Namun itu bukan halangan, karena Jokowi tipe pemimpin yang berusaha belajar dan menguasai sistem, bahkan sampai ke masalah detail. Dia terjun langsung (blusukan) ke berbagai proyek pembangunan, mengikuti agenda kegiatan dengan meniadakan kekakuan protokoler kepresidenan. Dia berinteraksi dan mendengar langsung dari pelaku di lapangan, baik rakyat kecil, pekerja proyek, pedagang, komunitas, dan lain sebagainya.

Dalam debat capres kedua lalu, beberapa kali Prabowo menyatakan Jokowi hanya menerima laporan asal bapak senang dari para jajarannya. Jokowi bukanlah seperti yang dibayangkan Prabowo---yang nampaknya terjebak dalam suasana kepemimpinan Orde Baru yang kental akan istilah "Asal Bapak Senang". Nyatanya tidak demikian. Jokowi bukan tipe pemimpin seperti itu.

Pukul 12 malam Jokowi diam-diam dan hanya ditemani sopir meninjau langsung ke lapangan mendengar langsung permasalahan dari masyarakat nelayan ketika permasalahan nelayan jadi agenda kerjanya pada waktu itu. Hal seperti itu bukan sekali dua kali Jokowi lakukan untuk memastikan kondisi nyata yang ada di lapangan, bukan hanya yang tertera di kertas laporan.

Semua yang Jokowi lakukan bukan semata untuk mengontrol jalannya program, melainkan juga sebagai bagian dari proses Jokowi belajar mengalahkan ketidakpunyaan passion dirinya dalam sejumlah asepk atau bidang.

Jokowi tak segan menjadi pendengar yang baik, atau berdialog dengan berbagai komunitas. Di dalam agenda itu, dia membangun chemistry dengan berbagai bidang unik di luar passion dan keahliannya. Itulah cara Jokowi belajar mengUp-Grade dirinya. 

Karena Jokowi sadar, semua hal di republik ini, suka atau tidak suka, menjadi tanggung jawabnya sebagai presiden, sebagai pemimpin bangsa dan negara serta sebagai kawan berjuang bersama rakyat dan berbagai elemen masyarakat. Semua itu, dia lakukan untuk meletakkan dasar pembangunan masa kini dan jalan bagi bangsa ini menghadapi masa depan.

_MATERI YANG DIBERIKAN_
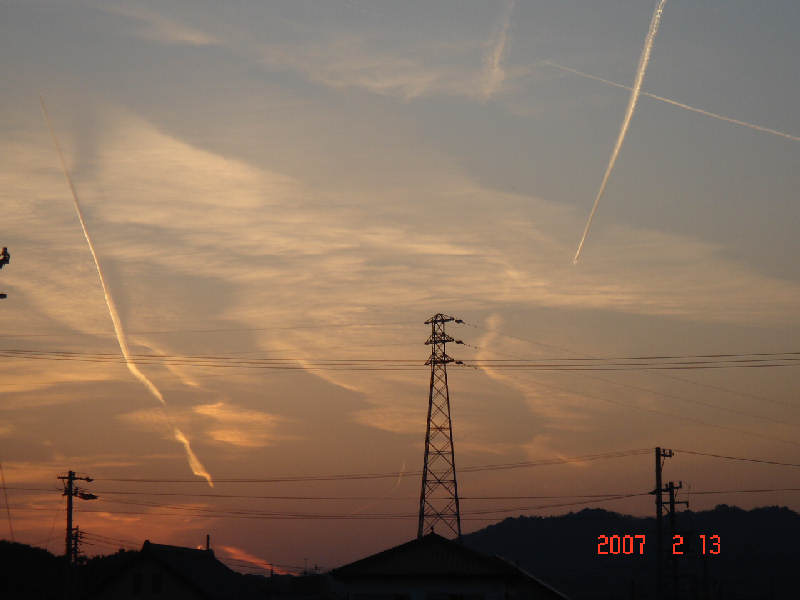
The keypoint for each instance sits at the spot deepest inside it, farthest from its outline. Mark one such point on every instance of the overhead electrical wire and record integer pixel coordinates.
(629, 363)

_TUGAS YANG DIMINTA_
[a] Jawab pertanyaan berikut berdasarkan artikel di atas.
(i) Dalam debat capres keberapa Prabowo menyatakan bahwa Jokowi hanya menerima laporan asal bapak senang?
(ii) Siapa yang menemani Jokowi saat meninjau lapangan pada pukul 12 malam?
(iii) Apa yang Jokowi bangun dengan berbagai bidang unik di luar passion dan keahliannya?
[b] Tolong kembalikan bagian artikel tanpa perubahan, mulai dari kata-kata "Dalam debat capres" dan berhenti setelah "pemimpin seperti itu.".

_JAWABAN AKHIR_
[a]
(i) Debat capres kedua.
(ii) Hanya sopir.
(iii) Chemistry.

[b]
Dalam debat capres kedua lalu, beberapa kali Prabowo menyatakan Jokowi hanya menerima laporan asal bapak senang dari para jajarannya. Jokowi bukanlah seperti yang dibayangkan Prabowo---yang nampaknya terjebak dalam suasana kepemimpinan Orde Baru yang kental akan istilah "Asal Bapak Senang". Nyatanya tidak demikian. Jokowi bukan tipe pemimpin seperti itu.